#### Page extract:
* BEGIN *
When Never Forget Regains Its Spine

I started writing this shortly after the attacks on the Paris police, Charlie Hebdo, and the kosher deli/market by sympathizers of Daesh (aka ISIS, but let’s start calling them Daesh, they hate it). I feel like today (January 27, 2015) is a good day to finish it. Especially with the latest question posed by @bbcbigquestion, about laying discussion about the Holocaust to rest.

Take out a pen/pencil and paper and prepare to copy.

I grew up in an interfaith family, multicultural. My father is Jewish. My mother was raised Roman Catholic, though we can trace back about 200-300 years for Jewish ancestry from Verona, as well as 150 years back in Calabria, where a mass conversion to the Light of the Burning Bush took place.

Growing up, I never felt too many strong ties to Israel, or the community. Funny, considering my great-grandpa Max was homies with Golda Meir, BAMF of the Decade, 1970-1979, before she made Aliyah.
* END *
#### Dataset entries:
* BEGIN *
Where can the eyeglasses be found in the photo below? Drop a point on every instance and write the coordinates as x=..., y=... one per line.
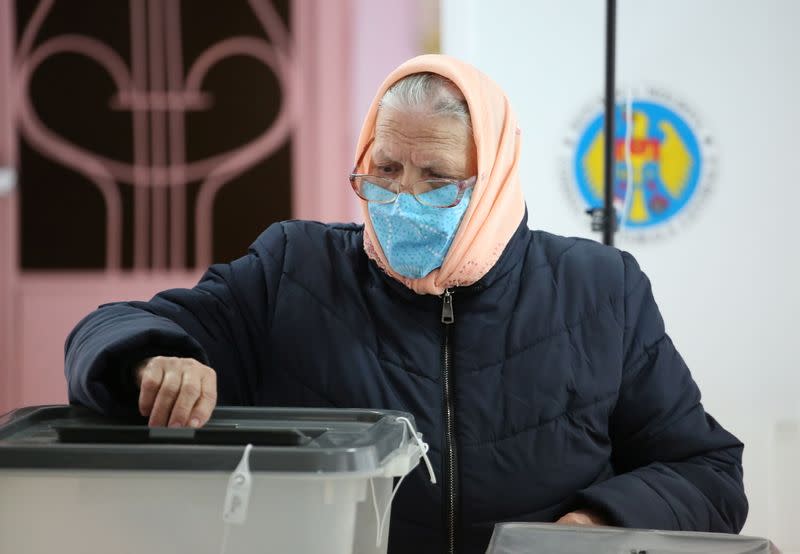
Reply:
x=435, y=193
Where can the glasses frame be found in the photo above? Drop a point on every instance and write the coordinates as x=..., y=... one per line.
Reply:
x=462, y=185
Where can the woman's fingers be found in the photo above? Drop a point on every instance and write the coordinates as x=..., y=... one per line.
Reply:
x=188, y=395
x=176, y=391
x=165, y=399
x=205, y=404
x=149, y=377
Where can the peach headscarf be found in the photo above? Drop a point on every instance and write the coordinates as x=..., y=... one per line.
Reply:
x=497, y=205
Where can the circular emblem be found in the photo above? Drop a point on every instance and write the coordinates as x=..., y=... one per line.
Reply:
x=661, y=157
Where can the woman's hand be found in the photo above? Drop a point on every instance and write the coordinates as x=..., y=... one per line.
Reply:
x=176, y=392
x=582, y=517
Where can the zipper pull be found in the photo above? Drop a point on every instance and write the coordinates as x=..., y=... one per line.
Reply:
x=447, y=307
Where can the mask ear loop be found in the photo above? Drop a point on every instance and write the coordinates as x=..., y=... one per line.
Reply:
x=381, y=519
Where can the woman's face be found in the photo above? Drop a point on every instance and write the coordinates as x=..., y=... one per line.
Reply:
x=410, y=147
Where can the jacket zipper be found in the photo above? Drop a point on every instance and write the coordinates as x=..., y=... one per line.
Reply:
x=450, y=483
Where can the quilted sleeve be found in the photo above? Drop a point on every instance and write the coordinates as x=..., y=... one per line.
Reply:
x=677, y=468
x=222, y=322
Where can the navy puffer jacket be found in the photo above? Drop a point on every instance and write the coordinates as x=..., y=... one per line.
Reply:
x=566, y=392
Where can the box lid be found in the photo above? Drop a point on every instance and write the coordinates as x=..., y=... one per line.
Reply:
x=530, y=538
x=296, y=440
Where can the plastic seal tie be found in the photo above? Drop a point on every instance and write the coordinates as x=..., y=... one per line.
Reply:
x=423, y=446
x=237, y=496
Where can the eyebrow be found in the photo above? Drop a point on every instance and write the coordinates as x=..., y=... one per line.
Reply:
x=442, y=165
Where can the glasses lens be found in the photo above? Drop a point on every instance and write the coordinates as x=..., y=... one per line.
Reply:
x=439, y=194
x=375, y=189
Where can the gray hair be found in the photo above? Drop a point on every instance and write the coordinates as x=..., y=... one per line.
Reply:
x=428, y=92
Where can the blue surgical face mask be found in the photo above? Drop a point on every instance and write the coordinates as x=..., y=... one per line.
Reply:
x=416, y=238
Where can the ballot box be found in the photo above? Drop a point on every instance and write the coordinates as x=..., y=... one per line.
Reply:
x=252, y=480
x=541, y=538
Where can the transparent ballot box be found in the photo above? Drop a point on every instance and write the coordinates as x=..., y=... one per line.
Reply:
x=251, y=480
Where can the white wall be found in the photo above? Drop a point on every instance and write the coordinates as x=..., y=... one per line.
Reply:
x=727, y=280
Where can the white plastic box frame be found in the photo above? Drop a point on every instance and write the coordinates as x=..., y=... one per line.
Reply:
x=330, y=502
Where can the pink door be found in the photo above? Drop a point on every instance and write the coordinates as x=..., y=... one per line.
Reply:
x=156, y=199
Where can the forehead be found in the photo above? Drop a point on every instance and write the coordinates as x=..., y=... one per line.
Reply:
x=405, y=134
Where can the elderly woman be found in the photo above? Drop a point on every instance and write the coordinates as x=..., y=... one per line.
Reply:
x=536, y=366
* END *
#### To-do list:
**A.** Print the essay's text from "I grew up in" up to and including "she made Aliyah.".
**B.** According to the essay, why does the writer find it funny to have grown up without strong ties to Israel or the community?
The listing plays no role here.

#### Solutions to the tasks:
**A.**
I grew up in an interfaith family, multicultural. My father is Jewish. My mother was raised Roman Catholic, though we can trace back about 200-300 years for Jewish ancestry from Verona, as well as 150 years back in Calabria, where a mass conversion to the Light of the Burning Bush took place.

Growing up, I never felt too many strong ties to Israel, or the community. Funny, considering my great-grandpa Max was homies with Golda Meir, BAMF of the Decade, 1970-1979, before she made Aliyah.

**B.** The writer finds it funny because great-grandpa Max was close friends ("homies") with Golda Meir before she made Aliyah.